Choosing a wine at restaurant is not always easy: sometimes your find competent personnel whereas other times the wine is penalized by a very bad service

 When we sit down at a restaurant's table, we probably expect that the manager and its collaborators are competent in their job, and the served food is, not only enjoyable, but also prepared with care, the same we usually expect for wine and we expect it to be, in a certain way, special and served the best way possible. Unfortunately, it is not always like that, particularly for wine. Paradoxically, wine seems not to have a good relation with restaurants, it is often served in an approximate way, at the wrong temperatures and in wrong glasses, sometimes the prices seem to be exaggeratedly high and, worse than anything else, in case the wine was suggested by the restaurant's personnel, it is not even suited for the food that should match instead.


 There is a great deal of interest about wine and about everything related to it, consumers surely acquired a better knowledge about this subject, unfortunately, speaking in general terms, the treatment wine usually gets in restaurants is not surely the best. Of course, there are many exceptions to this, not all restaurants are the same, there are some where wine is served, suggested and managed excellently, however, most of restaurants seems not to have understood the importance of a proper service of wine and its proper valuation. When the wine is not properly valuated in a restaurant can be easily realized: there are some details that allow to understand both the quality of wines and the quality of service in a restaurant and, be sure of this, a restaurant which pays proper attention and care on wine's “details” is also a restaurant which cares about the service and making of the foods. Certainly, we cannot expect to find a sommelier in every restaurant, this would surely be something which would guarantee a certain level of quality, anyway, it would be nice to expect that both the restaurant and its personnel to respect certain “manners” in order to properly valuate wine and, as a consequence, the quality of foods and of restaurant as well.
# # # # # # #
Challenge 1:
Answer these questions about the text on restaurant wine, each on its own line:
(a) According to the header, what can penalize the wine?
(b) At what temperatures and in what glasses is wine often served?
(c) What would surely guarantee a certain level of quality?
Challenge 2: Write out the text on restaurant wine between "When we sit" and "should match instead.", inclusive, swapping "glasses" for "carafes".
# # # # # # #
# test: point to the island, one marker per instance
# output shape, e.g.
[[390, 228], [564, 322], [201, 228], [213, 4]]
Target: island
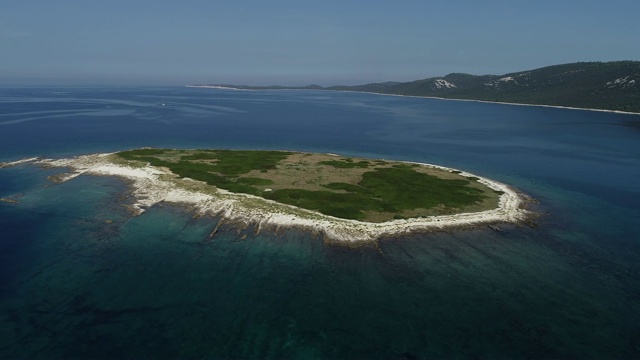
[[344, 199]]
# # # # # # #
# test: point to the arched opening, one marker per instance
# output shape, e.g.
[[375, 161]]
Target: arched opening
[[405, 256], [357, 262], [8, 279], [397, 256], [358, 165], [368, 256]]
# # # # # # #
Task result 1:
(a) A very bad service.
(b) At the wrong temperatures and in wrong glasses.
(c) Finding a sommelier in every restaurant.

Task result 2:
When we sit down at a restaurant's table, we probably expect that the manager and its collaborators are competent in their job, and the served food is, not only enjoyable, but also prepared with care, the same we usually expect for wine and we expect it to be, in a certain way, special and served the best way possible. Unfortunately, it is not always like that, particularly for wine. Paradoxically, wine seems not to have a good relation with restaurants, it is often served in an approximate way, at the wrong temperatures and in wrong carafes, sometimes the prices seem to be exaggeratedly high and, worse than anything else, in case the wine was suggested by the restaurant's personnel, it is not even suited for the food that should match instead.